### STORED DATA
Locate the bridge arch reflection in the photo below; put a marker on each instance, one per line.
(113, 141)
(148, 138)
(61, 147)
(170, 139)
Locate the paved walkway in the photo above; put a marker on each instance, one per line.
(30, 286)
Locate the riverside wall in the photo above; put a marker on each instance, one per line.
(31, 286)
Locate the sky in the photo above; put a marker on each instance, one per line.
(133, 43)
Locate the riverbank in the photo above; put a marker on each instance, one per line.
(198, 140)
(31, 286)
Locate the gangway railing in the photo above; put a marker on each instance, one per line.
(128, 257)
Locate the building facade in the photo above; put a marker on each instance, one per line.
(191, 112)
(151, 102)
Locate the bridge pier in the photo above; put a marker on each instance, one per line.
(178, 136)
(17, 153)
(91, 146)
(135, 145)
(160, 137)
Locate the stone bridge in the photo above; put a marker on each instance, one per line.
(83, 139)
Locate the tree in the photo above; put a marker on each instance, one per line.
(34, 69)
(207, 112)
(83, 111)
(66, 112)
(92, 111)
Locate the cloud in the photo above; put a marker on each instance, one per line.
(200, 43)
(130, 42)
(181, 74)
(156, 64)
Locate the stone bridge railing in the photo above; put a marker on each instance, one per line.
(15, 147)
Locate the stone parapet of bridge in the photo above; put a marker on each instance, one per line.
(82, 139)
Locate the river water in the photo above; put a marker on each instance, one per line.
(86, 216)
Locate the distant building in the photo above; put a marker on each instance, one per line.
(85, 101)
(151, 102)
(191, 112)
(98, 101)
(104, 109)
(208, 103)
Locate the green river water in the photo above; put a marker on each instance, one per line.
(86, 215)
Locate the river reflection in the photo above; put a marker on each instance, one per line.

### WORK INSTRUCTIONS
Rewrite the records above as a numbered list, leaving out any blank lines.

### TASK RESPONSE
1. Locate the bridge arch reflection in the photo below; put a marker on each instance, one per line.
2. (113, 141)
3. (148, 138)
4. (61, 147)
5. (170, 139)
6. Locate the paved walkway in the photo above; put a marker on each instance, one per line.
7. (30, 286)
8. Locate the riverside wall in the photo above; put a marker on each instance, one per line.
9. (31, 286)
10. Locate the sky in the photo above; put a marker on each instance, one per line.
11. (133, 43)
12. Locate the riverbank in the photo above; put a marker on each instance, one per line.
13. (198, 140)
14. (31, 286)
15. Locate the gangway railing in the photo above; put a marker on each instance, one per line.
16. (128, 257)
17. Locate the building facade in the photo above; put a marker on each instance, one per line.
18. (191, 112)
19. (151, 102)
20. Locate the bridge pier in the photo above; put a marker on each instance, one per line.
21. (178, 136)
22. (17, 153)
23. (91, 146)
24. (135, 145)
25. (160, 137)
26. Locate the stone bridge in the photo above; put a marker on each instance, one per line.
27. (83, 139)
28. Locate the tree in the photo above; put a marker on each instance, one per line.
29. (34, 69)
30. (207, 112)
31. (83, 111)
32. (66, 112)
33. (92, 111)
34. Locate the cloud in the photo above; put a marker on each instance, one per line.
35. (200, 43)
36. (130, 42)
37. (181, 74)
38. (156, 64)
39. Locate the stone bridge railing in the photo above; put a marker on each instance, one per line.
40. (15, 147)
41. Locate the stone parapet of bridge in the photo above; put a marker on each instance, one per line.
42. (82, 139)
43. Locate the river water in the photo above; put a marker on each instance, one per line.
44. (86, 216)
45. Locate the distant building in the photo above; put a marker on each instance, one per line.
46. (85, 101)
47. (151, 102)
48. (191, 112)
49. (98, 101)
50. (104, 109)
51. (208, 103)
52. Locate the green river water in the photo above; put a marker on each instance, one per line.
53. (86, 215)
54. Locate the river reflection in the photo above; put a marker on each instance, one per line.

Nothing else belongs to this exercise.